TAMPERING!I wouldn’t Do IT! Who knows what consequences it will bring ,,…..No Thanks ! I’ll stick with the factory proven Product……

People should google “hoverboard on fire” before they attempt these kinds of mods. Lithium batteries use a highly flammable electrolyte. Can you imagine what would happen to a loose trunk full of cells would do in a crash. I’m willing to bet that they don’t crash test their addition.

I’m sure that tuperware is UL rated….


That Tupperware covers the electronics, it is better than a Radio Shack bud box.

If this is true, value of used Leaf just went through the roof!

No, actually the cost of making a used Leaf have any utility just went through the roof.

Used Leafs are basically worthless; mine was.

I consistently get over 100 miles of range on my used LEAF. (I drive exclusively in the city.)

Worthless on resale or trade-in, or worthless to you because of its range?

I’m sure the trade-in value is not good because people don’t know anything about them, but that’s Nissan’s fault.

My Leaf’s actual range dropped to 36 miles in the coldest part of its 3rd winter. But even in summer, it never got more than 60 miles or so. And I’m not talking about what the range said, I’m talking about real miles.

The buyout at the end of the 3 year lease was $18k, which Nissan was willing to drop to $13k. The car went to auction and ended up on a used car lot for $8998; it probably sold for $8000. MSRP was $38250, so it depreciated 80% in 3 years.

So yeah, worthless on all counts.

I think if you made a 12 kWh unit, used LEAFs would have more value. I asked Nissan if they would sell me batteries, they said NO.

I knew this would happen sooner or later and it will only get cheaper in the future.

They clearly say it goes into the trunk.

This will add at least 600 lbs to the car, pushing it up to 4000 lbs. This will also make is slightly tail-heavy, affecting handling, tire wear, brake bias, and load capacity. It effectively becomes a 2-passenger car, because the 600-lb battery eliminates 3 people from the mix.

Because of the weight increase, range will NOT double.

How crash-resistant is such a configuration? I don’t mind 24 kWH underneath the floor, crash-tested by Nissan, but I’m not sure about having a 600-lb lithium ion battery sitting behind me in the trunk.

#### Directions:
Reproduce everything in the comment thread from "Used Leafs are" down to "about real miles.", word for word. The entries that follow have no connection to the comment thread above.

#### Excerpted data:
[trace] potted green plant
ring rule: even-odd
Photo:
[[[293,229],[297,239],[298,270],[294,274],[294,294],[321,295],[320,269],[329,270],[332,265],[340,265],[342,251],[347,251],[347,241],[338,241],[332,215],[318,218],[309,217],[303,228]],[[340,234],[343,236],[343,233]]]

---

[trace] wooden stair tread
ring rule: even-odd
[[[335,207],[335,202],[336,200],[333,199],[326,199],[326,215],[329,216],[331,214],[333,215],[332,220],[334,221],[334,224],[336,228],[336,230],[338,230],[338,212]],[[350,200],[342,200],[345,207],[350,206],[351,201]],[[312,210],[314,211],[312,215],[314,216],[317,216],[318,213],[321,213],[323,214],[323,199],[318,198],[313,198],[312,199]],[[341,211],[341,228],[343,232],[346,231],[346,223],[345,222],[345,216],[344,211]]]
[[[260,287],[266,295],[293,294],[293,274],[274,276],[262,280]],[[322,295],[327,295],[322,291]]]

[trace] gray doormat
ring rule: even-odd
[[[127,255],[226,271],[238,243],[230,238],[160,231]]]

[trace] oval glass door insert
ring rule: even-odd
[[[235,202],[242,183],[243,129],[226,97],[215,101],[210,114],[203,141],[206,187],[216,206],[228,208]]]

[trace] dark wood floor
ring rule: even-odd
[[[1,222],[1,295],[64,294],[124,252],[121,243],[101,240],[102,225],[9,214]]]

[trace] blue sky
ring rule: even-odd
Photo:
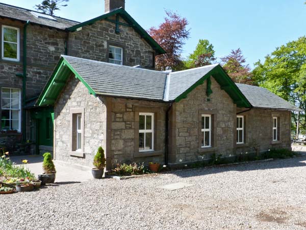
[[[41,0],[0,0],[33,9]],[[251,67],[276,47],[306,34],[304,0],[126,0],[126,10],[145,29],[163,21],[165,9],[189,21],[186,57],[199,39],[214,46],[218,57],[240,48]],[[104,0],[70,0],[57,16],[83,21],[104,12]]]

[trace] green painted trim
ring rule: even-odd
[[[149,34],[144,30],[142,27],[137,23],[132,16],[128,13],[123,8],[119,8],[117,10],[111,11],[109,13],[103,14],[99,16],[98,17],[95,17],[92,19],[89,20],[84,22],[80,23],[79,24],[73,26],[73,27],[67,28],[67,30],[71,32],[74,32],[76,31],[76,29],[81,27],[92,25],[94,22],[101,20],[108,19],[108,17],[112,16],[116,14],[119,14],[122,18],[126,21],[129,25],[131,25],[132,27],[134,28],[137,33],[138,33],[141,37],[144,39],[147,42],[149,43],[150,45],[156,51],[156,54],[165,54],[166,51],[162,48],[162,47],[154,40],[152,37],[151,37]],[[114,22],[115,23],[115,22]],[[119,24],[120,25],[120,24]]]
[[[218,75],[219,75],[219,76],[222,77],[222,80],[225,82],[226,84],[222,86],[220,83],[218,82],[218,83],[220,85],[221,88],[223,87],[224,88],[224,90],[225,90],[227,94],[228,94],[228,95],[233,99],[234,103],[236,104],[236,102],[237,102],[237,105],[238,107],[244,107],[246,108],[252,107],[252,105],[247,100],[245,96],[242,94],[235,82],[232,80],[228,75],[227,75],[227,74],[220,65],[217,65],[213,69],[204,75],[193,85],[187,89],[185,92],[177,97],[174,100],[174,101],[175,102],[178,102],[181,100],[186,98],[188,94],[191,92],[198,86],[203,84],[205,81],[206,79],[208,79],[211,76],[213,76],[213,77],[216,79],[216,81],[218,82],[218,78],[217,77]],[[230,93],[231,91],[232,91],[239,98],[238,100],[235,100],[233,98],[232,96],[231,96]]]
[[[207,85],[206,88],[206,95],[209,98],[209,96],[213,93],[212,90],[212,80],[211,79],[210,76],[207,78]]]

#### Your response:
Used Leafs are basically worthless; mine was.

I consistently get over 100 miles of range on my used LEAF. (I drive exclusively in the city.)

Worthless on resale or trade-in, or worthless to you because of its range?

I’m sure the trade-in value is not good because people don’t know anything about them, but that’s Nissan’s fault.

My Leaf’s actual range dropped to 36 miles in the coldest part of its 3rd winter. But even in summer, it never got more than 60 miles or so. And I’m not talking about what the range said, I’m talking about real miles.